--- begin Document ---
Frank Marshall King (November 28, 1883May 29, 1959), was a Spanish, Catalan pianist and pedagogue born to parents of English heritage.

Marshall was born in Mataró, Catalonia, Spain.  He attended the Conservatori Superior de Música del Liceu and then began studying with Enrique Granados. Marshall and Granados became close musical associates, and Marshall became Granados's teaching assistant at the latter's academy.

When Granados died in 1916, Marshall became its director; he remained director until his death in 1959, and the institute's name was eventually changed to Académia Frank Marshall. Among his pupils at the school was the composer Vicente Asencio. He published two pedagogic works, Estudio práctico sobre los pedales del piano (Madrid, 1919) and La sonoridad del piano, which attempted to notate piano pedaling more precisely.
--- end Document ---
--- begin Recorded data ---
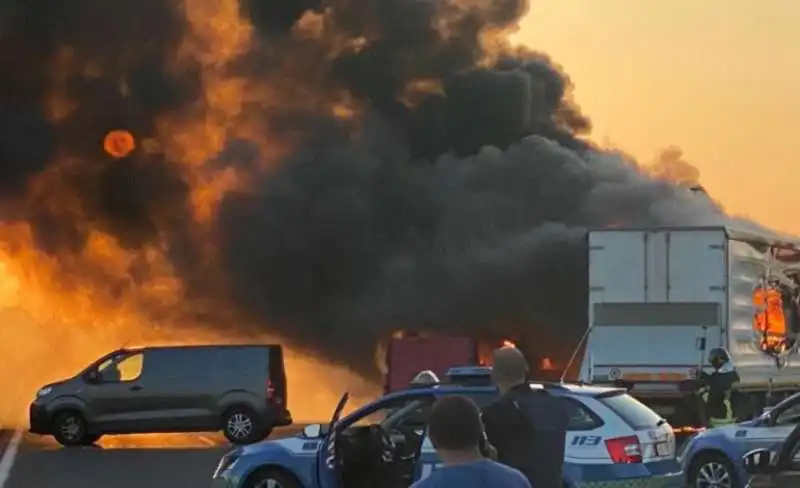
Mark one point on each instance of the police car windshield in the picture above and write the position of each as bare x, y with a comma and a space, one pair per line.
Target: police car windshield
--- end Recorded data ---
What you need to do:
a: In the biography of the piano pedagogue, where was Frank Marshall King born?
b: Using the biography of the piano pedagogue, explain how Marshall came to be director of the academy in 1916.
c: In the biography of the piano pedagogue, write out the part between "Marshall was born" and "pedaling more precisely.", inclusive, swapping "director" for "head".
The data is separate from the piano pedagogue's biography.

Final results:
a: He was born in Mataró, Catalonia, Spain.

b: Marshall had been Granados's teaching assistant at Granados's academy. When Granados died in 1916, Marshall became its director.

c:
Marshall was born in Mataró, Catalonia, Spain.  He attended the Conservatori Superior de Música del Liceu and then began studying with Enrique Granados. Marshall and Granados became close musical associates, and Marshall became Granados's teaching assistant at the latter's academy.

When Granados died in 1916, Marshall became its head; he remained head until his death in 1959, and the institute's name was eventually changed to Académia Frank Marshall. Among his pupils at the school was the composer Vicente Asencio. He published two pedagogic works, Estudio práctico sobre los pedales del piano (Madrid, 1919) and La sonoridad del piano, which attempted to notate piano pedaling more precisely.